Passage given —
▼▼▼

Back to the kitchen, ladies

Feminist Announcement! We’ve got another thing to add to august list of Things Feminism Has Ruined. In addition to marriage, family, children, being pretty, the fabric of society, and aviator sunglasses we can now add something altogether more important: food.

And that’s because according to Michael Pollan – of The Omnivore’s Dilemma fame – women, and more specifically feminism, are to blame for the food ills of the contemporary western diet. In a recent interview with the NY Times magazine, Pollan opines that our love of carefully prepared food is:

a bit of wisdom that some American feminists thoughtlessly trampled in their rush to get women out of the kitchen.

Pollan further bemoans the fact that:

American women now allow corporations to cook for them.

American woman, Pollan fears, have lost the “moral obligation” to cook that they once felt. And this is a Bad Thing. Thanks, feminism!

I’m not even going to bother going into how ridiculous Pollan’s rose-tinted view of food in 1950s America is – Emily Matchar does that far better than I could over at Salon in her article Is Michael Pollan a Sexist Pig? 

Historical nonsense aside, the really striking thing about Pollan’s comments is how he seems to have internalized the idea that if home-cooking is anyone’s work, then it’s women’s work. So if the home-cooking isn’t getting done, it’s the women who aren’t doing it.

Though I suppose it’s not particularly mysterious that someone so fond of nostalgic call-backs to 1950s Americana might not have particularly enlightened ideas about gender norms. Let’s just hope his nostalgia for the food traditions of the American past doesn’t extend back too far, given the now conclusive evidence that the settlers at Jamestown were cannibals.

22 thoughts on “Back to the kitchen, ladies

  1. I am so bummed by this. I really like his earlier books–not scientistic, reasonable view of evolution, cool notions of the importance of lay knowledge accumulated via long term cultural development. I am disappointed that someone whose work I thoroughly enjoyed came up with such a problematic position. blerg.

  2. The Pollan quote, while it’s still somewhat problematic, looks a little different in context:

    Second-wave feminists were often ambivalent on the gender politics of cooking. Simone de Beauvoir wrote in “The Second Sex” that though cooking could be oppressive, it could also be a form of “revelation and creation; and a woman can find special satisfaction in a successful cake or a flaky pastry, for not everyone can do it: one must have the gift.” This can be read either as a special Frenchie exemption for the culinary arts (féminisme, c’est bon, but we must not jeopardize those flaky pastries!) or as a bit of wisdom that some American feminists thoughtlessly trampled in their rush to get women out of the kitchen.

▲▲▲

Request 1 — From the post about Michael Pollan and feminism, return the text between "22 thoughts on" and "problematic position. blerg.", inclusive.
Request 2 — Please resume the post about Michael Pollan and feminism from where it stops.

Stored data —
▼▼▼

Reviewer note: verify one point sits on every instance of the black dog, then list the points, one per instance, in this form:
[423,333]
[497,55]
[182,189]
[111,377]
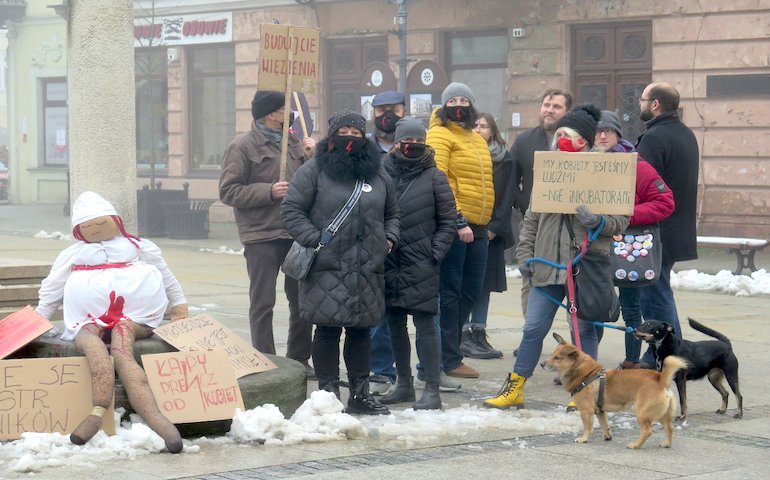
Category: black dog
[714,358]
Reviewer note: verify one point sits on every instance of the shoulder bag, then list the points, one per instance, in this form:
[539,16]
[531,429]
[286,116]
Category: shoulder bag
[300,259]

▲▲▲

Output 1 —
22 thoughts on “Back to the kitchen, ladies

  1. I am so bummed by this. I really like his earlier books–not scientistic, reasonable view of evolution, cool notions of the importance of lay knowledge accumulated via long term cultural development. I am disappointed that someone whose work I thoroughly enjoyed came up with such a problematic position. blerg.

Output 2 —
  3. T.V. dinners. Packaged puddings. Instant cakes. Processed meats. Canned meats. White bread. It should be pretty obvious that the food industry was hard-selling these factory foods to middle-class housewives who were suddenly expected to entertain, keep a bar stocked in their home, and keep up with the Jones’s.

    Does he think that his approach to food is any less a middle-class fad and fashion?

  4. elizardbreath: I wonder why you think the quote looks different in context? That full quote still expresses the ridiculousness about American feminists “thoughlessly trampling” appreciation of food and cooking, and also manages to have a totally needless dig (“special frenchie exemption”? really?) at Simone de Beauvoir.

    It’s also not the whole of Pollan’s comments on women and food (it misses out the stuff about “moral obligation” and the remark that women – just women! – now “allow corporations to cook for them”).

  5. I once read an article lamenting their association with Gloria Steinem. No kidding.

  6. “Does he think that his approach to food is any less a middle-class fad and fashion?”

    His complaint isn’t that the feminist approach to food is faddish! It’s that the food is bad.

    I would have thought Julia Child deserved a mention in Pollan’s screed, no? Diane Seed. Margaret Visser. It seems to me there was some pretty feminist writing and working about food in the ’50s. Not self-consciously feminist, of course. And a little later, Frances Moore Lappé.

  7. elizardbreath, thanks! Now that really does provide helpful context — I understand Pollan differently now.

  8. Back to magicalersatz in 5: It looks different to me because he’s talking about the different values placed on food culture as part of a conversation between different feminists or strains of feminism, rather than, as the truncated quote implies, a uniform undervaluing of food and cooking by feminists generally.

  9. Moreover, Pollan never offers that as his opinion, just as one possible reading of de Beauvoir’s comment.

    Likewise, the “moral obligation” comment is Pollan quoting Laura Shapiro, not Pollan positing that women have a moral obligation to cook (nor, so far as I know, was Shapiro).

    Pollan’s article is nothing like what the OP would lead you to believe.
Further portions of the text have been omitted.